Default: None. Directory listing will be read from bucket by default.
--maxListBufferSize
Set the size of the buffer of keys to copy. Normally you don't need to set
this, but it may come in handy if you are using --listFile
with STDIN and
have a tempermental application upstream that you need to deal with.
Increasing this value increases memory and CPU usage, but it should be
fairly large so that keys are ready to be copied.
--maxListBufferSize=25000
Default: 10000
--sslEnabled
You can choose to enable TLS/SSL connections. There is some overhead with this option, and it is disabled by default. Note that if you do not use SSL, your AWS secret is not exposed. It is used to sign requests sent to S3, but is not sent in the clear itself. Paths and parameters are sent in the clear however, so decide for your use case whether or not this option is relevant.
--sslEnabled
Default: false
--keyMatch
Sometimes you only want to copy certain objects. If specified, only keys matching the regex in keyMatch will be copied. Others will be ignored.

------------------------------------------------------------------------

*Short exercise*. Write the next part of the option documentation above, starting after its last sentence.

Records excerpted from a collection
------------------------------------------------------------------------

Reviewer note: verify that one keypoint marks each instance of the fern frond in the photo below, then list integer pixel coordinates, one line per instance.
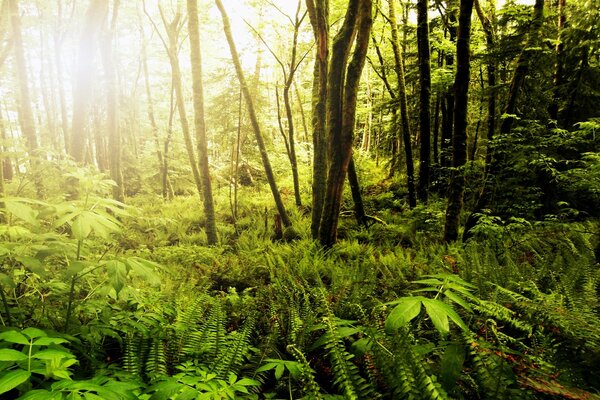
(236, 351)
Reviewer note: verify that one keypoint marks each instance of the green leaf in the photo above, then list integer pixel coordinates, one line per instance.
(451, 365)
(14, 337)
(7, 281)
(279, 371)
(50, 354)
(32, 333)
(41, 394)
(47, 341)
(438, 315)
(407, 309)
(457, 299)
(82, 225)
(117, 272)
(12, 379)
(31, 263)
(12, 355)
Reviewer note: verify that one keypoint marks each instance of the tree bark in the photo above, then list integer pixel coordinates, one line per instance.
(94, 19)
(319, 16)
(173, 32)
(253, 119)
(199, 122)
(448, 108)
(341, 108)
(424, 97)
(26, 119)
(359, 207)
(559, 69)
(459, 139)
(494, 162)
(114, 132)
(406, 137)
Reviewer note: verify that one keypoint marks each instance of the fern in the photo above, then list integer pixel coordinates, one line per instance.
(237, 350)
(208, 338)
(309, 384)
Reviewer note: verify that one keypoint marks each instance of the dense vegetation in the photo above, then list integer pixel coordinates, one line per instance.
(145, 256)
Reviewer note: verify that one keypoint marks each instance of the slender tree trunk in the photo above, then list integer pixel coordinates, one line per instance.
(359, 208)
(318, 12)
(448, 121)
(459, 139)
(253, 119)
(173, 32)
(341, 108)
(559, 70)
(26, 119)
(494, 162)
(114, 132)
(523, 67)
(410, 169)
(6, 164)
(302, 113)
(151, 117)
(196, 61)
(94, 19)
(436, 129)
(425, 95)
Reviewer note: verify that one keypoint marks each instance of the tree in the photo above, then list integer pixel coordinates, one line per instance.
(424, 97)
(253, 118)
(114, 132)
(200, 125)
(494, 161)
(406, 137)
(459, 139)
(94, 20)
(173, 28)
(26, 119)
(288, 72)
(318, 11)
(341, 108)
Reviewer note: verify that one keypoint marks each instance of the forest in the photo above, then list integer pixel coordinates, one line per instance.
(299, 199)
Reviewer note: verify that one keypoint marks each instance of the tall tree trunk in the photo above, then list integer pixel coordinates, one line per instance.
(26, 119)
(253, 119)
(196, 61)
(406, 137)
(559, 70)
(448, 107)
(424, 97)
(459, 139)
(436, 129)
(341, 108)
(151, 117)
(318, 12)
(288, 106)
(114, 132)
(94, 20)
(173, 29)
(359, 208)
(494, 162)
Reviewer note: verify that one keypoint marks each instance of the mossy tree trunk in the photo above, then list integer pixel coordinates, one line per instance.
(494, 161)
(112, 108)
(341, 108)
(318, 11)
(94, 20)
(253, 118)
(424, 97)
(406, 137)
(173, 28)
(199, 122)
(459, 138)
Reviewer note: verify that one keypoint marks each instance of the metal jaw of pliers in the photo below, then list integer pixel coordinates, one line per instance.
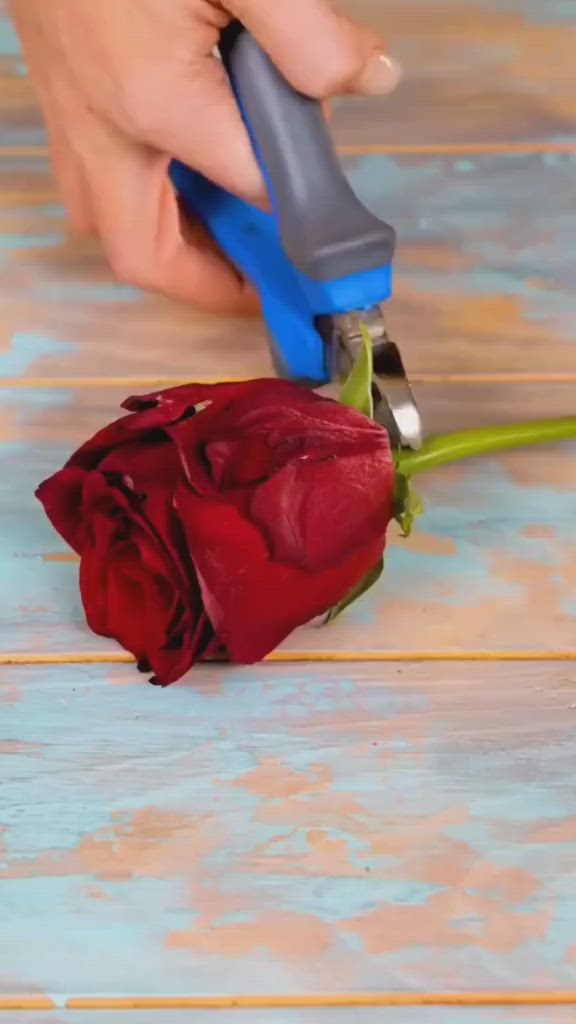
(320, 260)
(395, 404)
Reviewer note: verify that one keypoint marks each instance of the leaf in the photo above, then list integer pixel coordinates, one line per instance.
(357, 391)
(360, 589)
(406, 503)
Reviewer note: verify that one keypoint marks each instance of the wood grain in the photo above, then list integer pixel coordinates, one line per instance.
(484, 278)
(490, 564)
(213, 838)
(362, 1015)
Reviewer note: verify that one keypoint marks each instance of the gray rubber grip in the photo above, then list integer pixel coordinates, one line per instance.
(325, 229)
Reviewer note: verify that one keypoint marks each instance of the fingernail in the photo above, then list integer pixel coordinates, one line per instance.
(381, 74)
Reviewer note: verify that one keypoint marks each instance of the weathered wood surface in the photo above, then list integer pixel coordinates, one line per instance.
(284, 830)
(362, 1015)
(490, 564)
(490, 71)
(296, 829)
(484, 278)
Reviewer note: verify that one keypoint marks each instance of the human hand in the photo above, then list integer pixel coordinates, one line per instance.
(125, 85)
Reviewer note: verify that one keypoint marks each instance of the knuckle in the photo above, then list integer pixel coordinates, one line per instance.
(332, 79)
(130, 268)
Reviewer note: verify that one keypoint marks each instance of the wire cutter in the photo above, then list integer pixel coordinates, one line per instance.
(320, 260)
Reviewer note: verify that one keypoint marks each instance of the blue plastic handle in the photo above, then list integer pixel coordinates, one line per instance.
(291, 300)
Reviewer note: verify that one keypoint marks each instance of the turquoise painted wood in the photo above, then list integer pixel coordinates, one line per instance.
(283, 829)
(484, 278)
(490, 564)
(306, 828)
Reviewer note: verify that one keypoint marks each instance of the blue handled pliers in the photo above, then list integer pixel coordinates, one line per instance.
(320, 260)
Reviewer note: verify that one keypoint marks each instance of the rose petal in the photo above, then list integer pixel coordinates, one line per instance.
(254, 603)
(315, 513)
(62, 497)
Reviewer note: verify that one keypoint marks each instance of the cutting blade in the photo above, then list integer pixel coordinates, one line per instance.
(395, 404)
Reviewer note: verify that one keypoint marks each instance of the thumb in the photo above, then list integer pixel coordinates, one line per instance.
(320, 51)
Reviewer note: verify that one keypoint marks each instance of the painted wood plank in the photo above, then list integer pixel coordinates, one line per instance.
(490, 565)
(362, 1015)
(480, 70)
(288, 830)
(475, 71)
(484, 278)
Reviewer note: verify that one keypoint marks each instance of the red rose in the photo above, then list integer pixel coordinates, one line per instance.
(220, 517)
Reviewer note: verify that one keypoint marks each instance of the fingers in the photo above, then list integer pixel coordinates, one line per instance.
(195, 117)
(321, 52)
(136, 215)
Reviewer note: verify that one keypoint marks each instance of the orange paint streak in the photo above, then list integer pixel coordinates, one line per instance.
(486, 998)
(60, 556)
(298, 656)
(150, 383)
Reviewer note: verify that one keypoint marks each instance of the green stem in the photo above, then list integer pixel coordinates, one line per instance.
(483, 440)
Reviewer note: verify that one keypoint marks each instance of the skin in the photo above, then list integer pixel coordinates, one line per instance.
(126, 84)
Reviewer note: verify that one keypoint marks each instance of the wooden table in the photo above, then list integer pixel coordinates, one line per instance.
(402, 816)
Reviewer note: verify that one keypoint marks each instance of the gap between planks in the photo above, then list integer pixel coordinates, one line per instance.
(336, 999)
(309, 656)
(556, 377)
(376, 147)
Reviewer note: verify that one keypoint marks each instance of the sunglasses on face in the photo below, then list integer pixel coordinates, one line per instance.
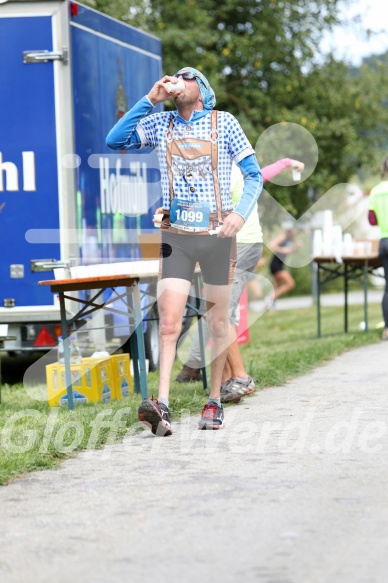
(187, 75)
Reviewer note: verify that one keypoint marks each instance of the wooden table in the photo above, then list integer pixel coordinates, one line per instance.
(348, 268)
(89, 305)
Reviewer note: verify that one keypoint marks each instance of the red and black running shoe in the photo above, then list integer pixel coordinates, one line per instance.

------------------------------------------------------------------------

*Final result*.
--keyMatch="raw\.jpg$"
--marker
If a bucket clone is stopped in the middle, you can use this option to resume
where you left off. The marker
is the key of the last object copied, and is
output every second in the status information block.
S3 objects are copied alphabetically. You can also use marker
to start the
copying from an arbitrary key in the bucket.
--marker="/i/012345678/raw.jpg"
Default: None. Bucket copying starts from beginning by default.
--noErrorOutput
Normally, errors on copying will be output from the application. This switch disables that.
--noErrorOutput
Default: false (errors are output)